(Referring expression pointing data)

=== Begin Enclosure ===

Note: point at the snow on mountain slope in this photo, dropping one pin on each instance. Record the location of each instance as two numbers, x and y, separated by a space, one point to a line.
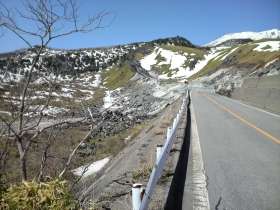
177 63
270 34
269 46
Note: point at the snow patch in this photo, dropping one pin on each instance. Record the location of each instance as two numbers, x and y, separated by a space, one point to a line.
90 169
149 60
269 46
270 34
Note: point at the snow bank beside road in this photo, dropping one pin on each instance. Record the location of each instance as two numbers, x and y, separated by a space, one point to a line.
90 169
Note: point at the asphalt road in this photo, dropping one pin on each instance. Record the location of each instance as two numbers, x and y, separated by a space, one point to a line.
241 153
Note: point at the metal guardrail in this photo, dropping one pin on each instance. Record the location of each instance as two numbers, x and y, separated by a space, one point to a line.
141 199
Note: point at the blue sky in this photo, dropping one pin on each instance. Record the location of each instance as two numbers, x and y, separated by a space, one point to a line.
200 21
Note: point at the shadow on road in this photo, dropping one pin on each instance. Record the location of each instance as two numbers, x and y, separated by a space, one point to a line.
176 191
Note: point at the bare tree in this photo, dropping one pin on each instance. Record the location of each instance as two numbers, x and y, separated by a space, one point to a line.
47 20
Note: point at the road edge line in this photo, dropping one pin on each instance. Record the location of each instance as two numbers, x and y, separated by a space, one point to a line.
250 106
199 179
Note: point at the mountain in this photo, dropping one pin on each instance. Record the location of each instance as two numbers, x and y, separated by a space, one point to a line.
270 34
105 77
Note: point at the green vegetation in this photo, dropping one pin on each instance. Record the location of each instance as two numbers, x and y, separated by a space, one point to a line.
117 76
211 66
159 58
164 69
138 56
245 54
112 145
266 47
32 195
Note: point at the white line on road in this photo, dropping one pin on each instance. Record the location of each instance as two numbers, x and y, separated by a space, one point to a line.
199 183
250 106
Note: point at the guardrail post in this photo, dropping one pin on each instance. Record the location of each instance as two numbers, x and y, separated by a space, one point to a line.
169 133
158 152
136 196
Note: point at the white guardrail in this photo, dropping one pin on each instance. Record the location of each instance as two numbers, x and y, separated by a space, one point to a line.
141 198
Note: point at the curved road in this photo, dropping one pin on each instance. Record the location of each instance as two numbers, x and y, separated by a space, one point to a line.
241 153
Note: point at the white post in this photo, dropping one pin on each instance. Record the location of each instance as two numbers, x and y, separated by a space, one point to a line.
158 152
169 133
174 125
136 196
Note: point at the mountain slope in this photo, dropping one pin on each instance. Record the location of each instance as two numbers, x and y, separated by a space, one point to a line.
270 34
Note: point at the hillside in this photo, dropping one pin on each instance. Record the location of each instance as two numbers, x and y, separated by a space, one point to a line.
126 88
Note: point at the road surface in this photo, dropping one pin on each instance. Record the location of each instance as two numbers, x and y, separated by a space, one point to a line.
240 146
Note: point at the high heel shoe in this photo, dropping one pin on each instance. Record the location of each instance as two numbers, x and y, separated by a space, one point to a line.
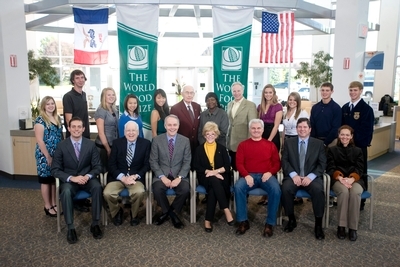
47 211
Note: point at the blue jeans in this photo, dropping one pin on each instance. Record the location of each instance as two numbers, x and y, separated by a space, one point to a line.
271 186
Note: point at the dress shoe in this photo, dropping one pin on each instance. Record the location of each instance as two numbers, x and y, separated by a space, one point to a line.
268 230
290 226
231 223
71 236
160 220
134 221
298 201
341 233
47 211
176 221
319 233
243 227
96 231
117 220
208 230
352 235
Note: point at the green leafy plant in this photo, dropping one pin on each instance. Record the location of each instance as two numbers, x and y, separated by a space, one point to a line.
41 67
318 72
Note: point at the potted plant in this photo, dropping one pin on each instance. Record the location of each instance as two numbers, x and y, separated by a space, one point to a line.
178 89
316 73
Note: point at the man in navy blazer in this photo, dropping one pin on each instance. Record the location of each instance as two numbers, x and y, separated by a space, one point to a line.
188 125
308 178
77 164
132 176
170 159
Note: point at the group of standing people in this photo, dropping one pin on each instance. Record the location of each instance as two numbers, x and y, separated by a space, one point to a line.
211 143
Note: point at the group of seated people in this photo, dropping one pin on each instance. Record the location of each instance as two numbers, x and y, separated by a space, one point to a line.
77 163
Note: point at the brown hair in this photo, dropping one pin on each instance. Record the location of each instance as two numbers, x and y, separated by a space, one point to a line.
264 102
346 127
297 98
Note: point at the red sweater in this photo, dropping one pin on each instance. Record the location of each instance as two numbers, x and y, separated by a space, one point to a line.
257 157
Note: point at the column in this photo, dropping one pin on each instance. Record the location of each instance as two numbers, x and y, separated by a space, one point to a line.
350 14
389 17
14 81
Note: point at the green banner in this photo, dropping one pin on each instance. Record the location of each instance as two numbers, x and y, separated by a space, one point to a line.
138 57
231 50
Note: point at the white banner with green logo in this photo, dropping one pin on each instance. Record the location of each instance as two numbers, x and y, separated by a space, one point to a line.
137 28
232 34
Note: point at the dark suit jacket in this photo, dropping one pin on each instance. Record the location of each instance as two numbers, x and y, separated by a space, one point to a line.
66 164
140 163
221 159
315 161
186 127
159 156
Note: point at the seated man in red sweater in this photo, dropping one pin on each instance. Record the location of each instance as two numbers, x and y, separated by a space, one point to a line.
257 161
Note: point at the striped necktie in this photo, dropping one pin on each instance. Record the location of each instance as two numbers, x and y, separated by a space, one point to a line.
77 150
129 154
302 157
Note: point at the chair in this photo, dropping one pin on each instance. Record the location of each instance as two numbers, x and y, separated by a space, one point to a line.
195 189
364 195
257 192
79 195
301 193
169 192
125 193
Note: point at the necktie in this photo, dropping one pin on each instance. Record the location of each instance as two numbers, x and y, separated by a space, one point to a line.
171 148
129 154
191 113
302 157
171 152
76 148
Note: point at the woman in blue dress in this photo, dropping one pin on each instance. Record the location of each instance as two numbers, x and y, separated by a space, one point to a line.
160 111
131 112
48 133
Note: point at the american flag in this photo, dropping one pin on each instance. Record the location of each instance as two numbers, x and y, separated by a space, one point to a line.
277 37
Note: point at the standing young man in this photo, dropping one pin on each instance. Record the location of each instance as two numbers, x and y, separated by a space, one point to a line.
325 119
360 116
75 103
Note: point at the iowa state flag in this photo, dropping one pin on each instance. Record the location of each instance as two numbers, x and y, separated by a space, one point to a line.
91 36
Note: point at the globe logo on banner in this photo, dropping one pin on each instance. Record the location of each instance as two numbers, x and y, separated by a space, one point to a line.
232 58
138 57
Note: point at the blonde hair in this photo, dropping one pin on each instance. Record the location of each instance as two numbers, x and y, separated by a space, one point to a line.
297 98
43 114
264 102
103 103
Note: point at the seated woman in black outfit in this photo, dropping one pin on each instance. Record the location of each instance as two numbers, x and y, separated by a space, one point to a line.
345 166
212 164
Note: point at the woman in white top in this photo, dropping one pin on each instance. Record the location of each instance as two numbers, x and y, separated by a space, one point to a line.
293 113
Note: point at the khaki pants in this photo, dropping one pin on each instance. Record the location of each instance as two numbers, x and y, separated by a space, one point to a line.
348 204
136 196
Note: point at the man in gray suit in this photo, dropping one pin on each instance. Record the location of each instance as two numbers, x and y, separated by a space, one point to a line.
303 164
170 159
76 163
240 112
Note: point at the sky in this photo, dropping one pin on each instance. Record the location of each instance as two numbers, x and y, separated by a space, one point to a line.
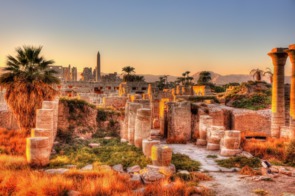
153 36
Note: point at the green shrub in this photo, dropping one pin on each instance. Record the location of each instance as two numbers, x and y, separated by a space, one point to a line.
183 162
110 152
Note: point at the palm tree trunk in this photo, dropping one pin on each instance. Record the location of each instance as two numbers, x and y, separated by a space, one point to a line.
291 53
279 58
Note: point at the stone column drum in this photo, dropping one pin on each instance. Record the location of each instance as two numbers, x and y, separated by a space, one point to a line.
279 57
179 121
38 151
291 54
133 107
214 135
162 109
230 143
124 131
147 145
161 155
142 126
205 122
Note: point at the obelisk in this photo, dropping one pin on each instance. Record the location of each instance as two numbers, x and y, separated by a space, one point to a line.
98 68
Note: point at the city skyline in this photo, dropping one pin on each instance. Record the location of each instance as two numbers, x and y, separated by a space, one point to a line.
155 37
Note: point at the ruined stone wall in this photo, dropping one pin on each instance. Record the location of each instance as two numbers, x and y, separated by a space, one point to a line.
81 121
221 115
7 120
248 120
179 121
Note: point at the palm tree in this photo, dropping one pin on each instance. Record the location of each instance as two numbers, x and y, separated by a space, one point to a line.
28 81
257 74
269 73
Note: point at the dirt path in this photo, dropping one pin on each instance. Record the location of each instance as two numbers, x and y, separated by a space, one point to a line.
228 182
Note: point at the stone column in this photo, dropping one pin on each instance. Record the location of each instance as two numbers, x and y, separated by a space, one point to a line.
291 54
142 126
162 109
279 58
124 131
179 122
54 106
205 122
133 107
45 120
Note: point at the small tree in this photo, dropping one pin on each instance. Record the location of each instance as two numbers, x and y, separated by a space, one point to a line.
27 80
204 77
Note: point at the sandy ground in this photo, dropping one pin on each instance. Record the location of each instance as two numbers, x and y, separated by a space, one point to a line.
228 183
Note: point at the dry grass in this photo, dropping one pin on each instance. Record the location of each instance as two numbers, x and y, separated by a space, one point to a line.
272 149
16 178
12 142
246 170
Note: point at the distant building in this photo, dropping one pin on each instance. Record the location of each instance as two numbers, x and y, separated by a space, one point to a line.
74 74
87 75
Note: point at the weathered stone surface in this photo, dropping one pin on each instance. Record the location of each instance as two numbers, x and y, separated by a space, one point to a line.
142 126
230 143
151 175
147 145
133 169
204 123
279 57
248 120
118 168
7 120
214 135
161 155
135 178
115 102
133 107
179 121
38 150
162 116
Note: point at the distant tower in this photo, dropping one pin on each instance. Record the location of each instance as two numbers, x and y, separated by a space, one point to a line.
98 67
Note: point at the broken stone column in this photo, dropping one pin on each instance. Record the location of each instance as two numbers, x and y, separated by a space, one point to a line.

=== End Enclosure ===

WORK INSTRUCTIONS ▸
Your answer must be the line that contains "Note: point at the weathered" and every line after it to the end of the records, reproduced exactly.

ANSWER TO THIS PROBLEM ▸
Note: point at the weathered stone surface in this photo, dropping one pin on each instance. Record the location of each instance as two numbers, x and y, separated by a space, one point to a line.
142 126
230 143
151 175
147 145
133 169
204 123
279 57
248 120
118 168
7 120
214 135
161 155
135 178
115 102
133 107
179 121
38 150
162 116
Note: point at the distant tower in this photo, dropping one pin on each instance. Record the location of each instance as two numbers, x and y, separated by a space, one point to a line.
98 67
Note: point at the broken stone column in this photo, dropping one pin on each instance. Record the location of each instance as two numbers, x and y, separated by a space, one point to a line.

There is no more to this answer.